Reichtum aus dem Meer - Fischfang in Island

Siglufjörður - Nord-Island contrastravel
Hafen der ehemaligen "Heringshauptstadt"

Heringsboom, Kabeljaukriege – wenn diese abenteuerlichen Begriffe im Zusammenhang mit Island fallen, ist man erstmal ein wenig ratlos und auch neugierig. Heute machen wir eine kleine Reise in die Vergangenheit, geben einen kurzen Überblick über die Geschichte der isländischen Fischerei und ergründen die Bedeutung der oben genannten Phänomene …

Góðan daginn liebe Nordland-Freunde, 

Islands Küche ist reich an Fischgerichten und die Inselbewohner können auf eine lange Geschichte der Fischerei zurückblicken. Erfahrt hier mehr über den Reichtum aus dem Meer und die Änderungen, die dieser Wirtschaftszweig in der Vergangenheit durchlaufen hat ...

Natürliche Bedingungen und Fischvorkommen

Die Gewässer um die Vulkaninsel herum sind außergewöhnlich fischreich, was sich auf die besondere Lage Islands zurückführen lässt: vor der Küste treffen eine warme Meeresströmung, der Irminger- oder Golfstrom, und der kalte Ostgrönlandstrom aufeinander. Das Wasser ist nährstoffreich und enthält viel Phyloplankton, das als Grundlage der Nahrungskette sehr wichtig ist. Außerdem ist es sehr schadstoffarm, so dass sich hier mehr als 200 Fischarten heimisch fühlen. Unter ihnen sind beispielsweise Makrele, Hering, Kabeljau, Seelachs, Flunder, Scholle, Steinbeißer und viele mehr. Auch Krustentiere wie Hummer, Kaisergranate und Garnelen sind zahlreich vertreten und landen nicht selten auf den Tellern der Restaurants rund um die Insel. Dementsprechend hatte der Fischfang auf Island schon immer eine große Bedeutung, da Landwirtschaft nur in geringerem Maße betrieben werden kann und viele Bauern über Jahrhunderte hinweg auch Fischer waren.

###

Übersetze den folgenden Satz aus dem Text über den Fischfang in Island ins Englische: „Auch Krustentiere wie Hummer, Kaisergranate und Garnelen sind zahlreich vertreten und landen nicht selten auf den Tellern der Restaurants rund um die Insel.“

- _Auszüge aus Daten zur Ortsbeschriftung_
###

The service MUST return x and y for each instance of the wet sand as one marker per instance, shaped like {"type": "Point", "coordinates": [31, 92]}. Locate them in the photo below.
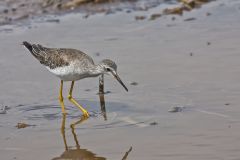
{"type": "Point", "coordinates": [194, 64]}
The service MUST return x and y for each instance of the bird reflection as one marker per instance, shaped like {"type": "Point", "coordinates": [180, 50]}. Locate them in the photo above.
{"type": "Point", "coordinates": [101, 97]}
{"type": "Point", "coordinates": [78, 153]}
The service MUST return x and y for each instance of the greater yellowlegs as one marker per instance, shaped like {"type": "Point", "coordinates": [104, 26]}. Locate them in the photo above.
{"type": "Point", "coordinates": [71, 65]}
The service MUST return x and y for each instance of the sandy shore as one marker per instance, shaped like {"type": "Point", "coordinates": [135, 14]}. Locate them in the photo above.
{"type": "Point", "coordinates": [194, 64]}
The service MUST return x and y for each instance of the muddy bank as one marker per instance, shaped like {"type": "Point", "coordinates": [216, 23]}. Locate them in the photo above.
{"type": "Point", "coordinates": [12, 11]}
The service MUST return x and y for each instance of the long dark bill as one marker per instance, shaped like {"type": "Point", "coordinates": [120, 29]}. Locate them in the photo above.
{"type": "Point", "coordinates": [119, 80]}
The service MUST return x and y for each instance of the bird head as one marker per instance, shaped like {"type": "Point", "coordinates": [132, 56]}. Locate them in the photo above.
{"type": "Point", "coordinates": [109, 67]}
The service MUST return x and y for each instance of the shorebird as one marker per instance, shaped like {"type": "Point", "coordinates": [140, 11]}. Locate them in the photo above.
{"type": "Point", "coordinates": [71, 65]}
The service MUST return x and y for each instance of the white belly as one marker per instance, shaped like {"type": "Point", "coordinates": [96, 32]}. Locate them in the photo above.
{"type": "Point", "coordinates": [69, 73]}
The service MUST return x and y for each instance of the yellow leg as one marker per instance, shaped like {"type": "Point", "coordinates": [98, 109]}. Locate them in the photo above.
{"type": "Point", "coordinates": [61, 98]}
{"type": "Point", "coordinates": [85, 112]}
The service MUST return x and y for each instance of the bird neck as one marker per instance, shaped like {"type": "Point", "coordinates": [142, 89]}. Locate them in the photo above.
{"type": "Point", "coordinates": [96, 70]}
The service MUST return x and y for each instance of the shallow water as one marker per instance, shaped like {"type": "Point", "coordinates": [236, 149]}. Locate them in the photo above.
{"type": "Point", "coordinates": [156, 55]}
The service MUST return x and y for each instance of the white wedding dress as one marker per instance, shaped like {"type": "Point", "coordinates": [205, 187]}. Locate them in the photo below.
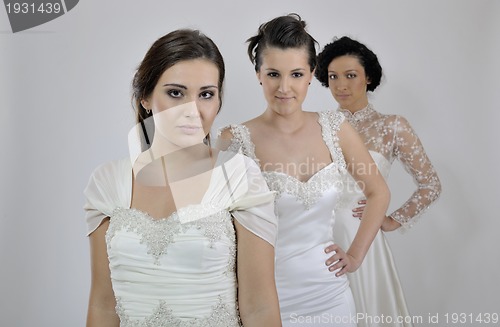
{"type": "Point", "coordinates": [179, 270]}
{"type": "Point", "coordinates": [375, 285]}
{"type": "Point", "coordinates": [309, 294]}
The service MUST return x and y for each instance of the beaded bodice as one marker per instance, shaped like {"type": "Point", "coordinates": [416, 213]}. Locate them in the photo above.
{"type": "Point", "coordinates": [310, 191]}
{"type": "Point", "coordinates": [394, 138]}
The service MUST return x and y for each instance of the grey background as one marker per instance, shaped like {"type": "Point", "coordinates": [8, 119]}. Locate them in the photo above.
{"type": "Point", "coordinates": [65, 97]}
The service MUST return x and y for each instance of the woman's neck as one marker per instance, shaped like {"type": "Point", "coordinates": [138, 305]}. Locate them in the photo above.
{"type": "Point", "coordinates": [286, 124]}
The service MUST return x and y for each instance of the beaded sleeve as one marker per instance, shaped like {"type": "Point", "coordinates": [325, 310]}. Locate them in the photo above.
{"type": "Point", "coordinates": [409, 151]}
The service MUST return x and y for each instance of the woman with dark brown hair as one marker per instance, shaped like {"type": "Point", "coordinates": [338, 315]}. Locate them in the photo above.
{"type": "Point", "coordinates": [180, 234]}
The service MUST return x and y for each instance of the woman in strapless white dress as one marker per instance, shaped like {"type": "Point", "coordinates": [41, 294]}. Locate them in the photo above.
{"type": "Point", "coordinates": [303, 155]}
{"type": "Point", "coordinates": [350, 70]}
{"type": "Point", "coordinates": [180, 234]}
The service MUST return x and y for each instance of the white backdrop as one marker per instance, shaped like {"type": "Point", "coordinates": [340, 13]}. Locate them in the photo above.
{"type": "Point", "coordinates": [65, 98]}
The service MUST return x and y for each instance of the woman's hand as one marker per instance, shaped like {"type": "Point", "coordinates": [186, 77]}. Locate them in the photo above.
{"type": "Point", "coordinates": [340, 260]}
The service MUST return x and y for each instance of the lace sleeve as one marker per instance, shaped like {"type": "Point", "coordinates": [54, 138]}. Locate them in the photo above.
{"type": "Point", "coordinates": [410, 152]}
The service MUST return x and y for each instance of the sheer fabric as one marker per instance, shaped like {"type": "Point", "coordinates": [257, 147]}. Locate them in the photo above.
{"type": "Point", "coordinates": [375, 285]}
{"type": "Point", "coordinates": [309, 294]}
{"type": "Point", "coordinates": [179, 270]}
{"type": "Point", "coordinates": [394, 138]}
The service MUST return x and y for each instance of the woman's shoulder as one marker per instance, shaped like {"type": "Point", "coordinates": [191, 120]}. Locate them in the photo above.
{"type": "Point", "coordinates": [112, 168]}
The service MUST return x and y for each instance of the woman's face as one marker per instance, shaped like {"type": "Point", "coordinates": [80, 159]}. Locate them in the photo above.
{"type": "Point", "coordinates": [185, 102]}
{"type": "Point", "coordinates": [347, 81]}
{"type": "Point", "coordinates": [285, 75]}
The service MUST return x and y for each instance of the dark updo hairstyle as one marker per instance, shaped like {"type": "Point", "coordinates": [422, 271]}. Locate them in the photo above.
{"type": "Point", "coordinates": [170, 49]}
{"type": "Point", "coordinates": [282, 32]}
{"type": "Point", "coordinates": [346, 46]}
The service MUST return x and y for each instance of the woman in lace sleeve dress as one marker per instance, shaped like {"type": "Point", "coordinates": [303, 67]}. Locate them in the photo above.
{"type": "Point", "coordinates": [301, 154]}
{"type": "Point", "coordinates": [350, 70]}
{"type": "Point", "coordinates": [180, 234]}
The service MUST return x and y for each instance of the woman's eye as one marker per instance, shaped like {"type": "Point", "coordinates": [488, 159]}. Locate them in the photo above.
{"type": "Point", "coordinates": [175, 93]}
{"type": "Point", "coordinates": [207, 95]}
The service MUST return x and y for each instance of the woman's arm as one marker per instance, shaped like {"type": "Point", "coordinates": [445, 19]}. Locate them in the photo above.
{"type": "Point", "coordinates": [257, 296]}
{"type": "Point", "coordinates": [101, 310]}
{"type": "Point", "coordinates": [365, 172]}
{"type": "Point", "coordinates": [410, 152]}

###

- _BEARBEITETE AUFGABE_
Crustaceans such as lobster, Norway lobster, and shrimp are also plentiful and quite often end up on the plates of restaurants around the island.